**PASSAGE**

With Microsoft (MSFT) reporting after the bell, now is a good time to talk mega-cap earnings.
Recently, mega-cap layoffs have been in vogue. The market has embraced these announcements, bidding up shares of the associated company 3-5% and creating a spark of positive momentum. Investors are interpreting layoffs as a sign that mega-caps have found fiscal religion. The layoffs represent cost-cutting measures that protect profit margins and right-size the business for a more normalized, post-COVID, demand outlook. While I agree with this interpretation, the potential implication to 2023 guidance warrants caution.
To explain these implications, let’s put ourselves in the armchair of any mega-cap CEO.
Imagine, you are the CEO of any mega-cap firm. You are a few months into COVID, and the initial fear has died down. Now, businesses are rapidly trying to modernize by building an online presence and ecommerce channel to survive. Demand for your mega-cap products and services is far higher than previously anticipated. Consequently, your workforce is stretched thinner than butter on hot toast. What do you do? You hire. What does that require? A substantial investment of financial (money) and human (time) capital.

**RECORDS SHOWN**
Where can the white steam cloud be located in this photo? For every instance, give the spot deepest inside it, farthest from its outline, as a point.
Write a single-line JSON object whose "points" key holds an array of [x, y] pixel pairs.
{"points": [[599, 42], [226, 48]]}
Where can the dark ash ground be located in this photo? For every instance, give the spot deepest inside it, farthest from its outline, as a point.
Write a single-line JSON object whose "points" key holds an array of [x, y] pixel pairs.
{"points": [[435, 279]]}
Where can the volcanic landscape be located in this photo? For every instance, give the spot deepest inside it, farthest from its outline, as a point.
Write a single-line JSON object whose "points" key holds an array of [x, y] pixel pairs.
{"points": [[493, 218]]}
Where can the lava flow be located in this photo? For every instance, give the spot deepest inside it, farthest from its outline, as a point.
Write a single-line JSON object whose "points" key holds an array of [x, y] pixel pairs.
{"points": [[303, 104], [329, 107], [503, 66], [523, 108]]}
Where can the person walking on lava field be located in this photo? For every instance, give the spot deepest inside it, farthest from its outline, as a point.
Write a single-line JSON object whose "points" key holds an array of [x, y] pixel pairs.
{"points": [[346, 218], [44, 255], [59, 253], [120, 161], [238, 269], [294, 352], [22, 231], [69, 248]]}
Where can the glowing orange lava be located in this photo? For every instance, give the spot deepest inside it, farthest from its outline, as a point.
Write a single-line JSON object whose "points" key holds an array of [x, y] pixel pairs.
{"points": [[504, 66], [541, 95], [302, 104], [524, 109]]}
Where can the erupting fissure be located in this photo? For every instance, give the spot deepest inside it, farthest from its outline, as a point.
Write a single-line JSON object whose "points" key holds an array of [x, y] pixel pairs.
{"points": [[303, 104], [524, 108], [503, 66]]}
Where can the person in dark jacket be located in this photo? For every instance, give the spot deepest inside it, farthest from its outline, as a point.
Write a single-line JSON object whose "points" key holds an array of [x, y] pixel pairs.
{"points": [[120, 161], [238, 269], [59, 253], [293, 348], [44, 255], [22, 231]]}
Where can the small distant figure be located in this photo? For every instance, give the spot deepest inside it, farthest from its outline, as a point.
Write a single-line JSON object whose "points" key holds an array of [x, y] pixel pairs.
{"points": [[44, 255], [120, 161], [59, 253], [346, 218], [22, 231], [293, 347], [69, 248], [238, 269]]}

**WORK INSTRUCTIONS**
1: Could you return everything in the passage on mega-cap layoffs from "Imagine, you are" down to "human (time) capital.", copied word for word?
2: In the passage on mega-cap layoffs, why have investors been reacting to layoff announcements by bidding up the companies' shares? Answer in one to three sentences.
3: Can you continue the passage on mega-cap layoffs from where it stops?

**TASK ANSWERS**
1:
Imagine, you are the CEO of any mega-cap firm. You are a few months into COVID, and the initial fear has died down. Now, businesses are rapidly trying to modernize by building an online presence and ecommerce channel to survive. Demand for your mega-cap products and services is far higher than previously anticipated. Consequently, your workforce is stretched thinner than butter on hot toast. What do you do? You hire. What does that require? A substantial investment of financial (money) and human (time) capital.

2: Investors take the layoffs as a sign that mega-caps have found fiscal religion. The cuts are seen as cost-cutting measures that protect profit margins and right-size the business for a more normalized, post-COVID demand outlook.

3:
Now, you are in the first half of 2021. You built up your workforce. It was no small effort, but it paid off. You were able to meet overwhelming demand, beat expectations, and create value for all stakeholders. However, the world is beginning to reopen. No one is exactly sure what demand looks like as some degree of normalcy returns to the world. Which COVID habits will stick? Which will fade? Is the size of my workforce still justifiable?
You study the market and discover that competition has increased for cloud and software services. You know that if you cannot meet demand, then you will lose market share. You decide the risk of not being able to meet demand is higher than the risk associated with being too big in a slowdown. You keep your workforce. Perhaps, you even continue to hire as you monitor the situation.
Now, you are a few months away from the end of 2022. There is no denying it. The economy is slowing. The new employees brought in are no longer accretive: their costs exceed their revenue. Margins are under pressure. Bringing them on was costly, but you no longer believe demand will reaccelerate enough to justify keeping the newer hires. You decide you have to layoff employees.
That catches us up to the present. Despite an admiral job as CEO, you are back to being a portfolio manager. Unfortunately, there is no golden parachute for armchair CEOs. What’s the takeaway?
Mega-cap tech names have been stubbornly hoarding talent for the better part of 12-16 months because they assigned greater risk to being unable to capitalize on a reacceleration in demand than being oversized if demand normalized or slowed. Consequently, these layoffs suggest that management has finally folded on the idea of reacceleration, which means management may revise guidance down further at upcoming earnings calls. If guidance does not meet expectations, then recent gains are in jeopardy.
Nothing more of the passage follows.